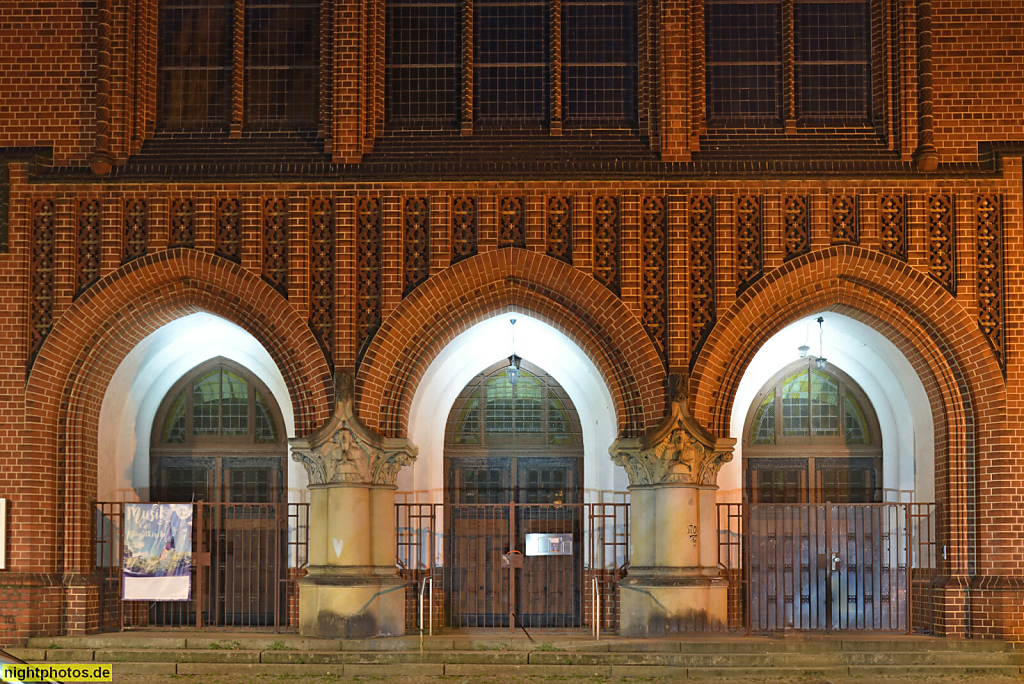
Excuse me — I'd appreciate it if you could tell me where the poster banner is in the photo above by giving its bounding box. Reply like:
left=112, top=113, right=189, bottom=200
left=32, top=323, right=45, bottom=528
left=122, top=503, right=193, bottom=601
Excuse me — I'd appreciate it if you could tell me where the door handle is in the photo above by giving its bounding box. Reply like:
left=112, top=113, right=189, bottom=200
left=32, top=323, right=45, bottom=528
left=830, top=552, right=841, bottom=572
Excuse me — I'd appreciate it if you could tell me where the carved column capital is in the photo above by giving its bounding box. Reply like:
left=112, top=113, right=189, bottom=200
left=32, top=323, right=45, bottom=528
left=610, top=396, right=735, bottom=487
left=290, top=372, right=417, bottom=487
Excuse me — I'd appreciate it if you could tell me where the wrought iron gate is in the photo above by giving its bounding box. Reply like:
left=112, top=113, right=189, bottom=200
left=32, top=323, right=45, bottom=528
left=396, top=502, right=628, bottom=631
left=94, top=501, right=309, bottom=630
left=718, top=502, right=938, bottom=633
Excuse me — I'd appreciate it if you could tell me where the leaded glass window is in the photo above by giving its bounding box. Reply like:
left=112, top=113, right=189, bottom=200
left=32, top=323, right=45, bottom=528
left=446, top=361, right=582, bottom=447
left=743, top=360, right=882, bottom=504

TASK REQUIREMENTS ->
Nothing but the lines from the first line of the data above through the line holding "where the door" may appear in the response, copied exactly and without pictures.

TASK RESPONSE ->
Excuse me — I'd appreciate it if you could tell me where the poster banner is in the photo above by giving its bounding box. Reply like:
left=112, top=113, right=189, bottom=200
left=32, top=323, right=45, bottom=528
left=122, top=503, right=193, bottom=601
Excuse me — I'd appreciate it if you could tell me where the door handle is in the photo above by giving its bounding box. Reply like:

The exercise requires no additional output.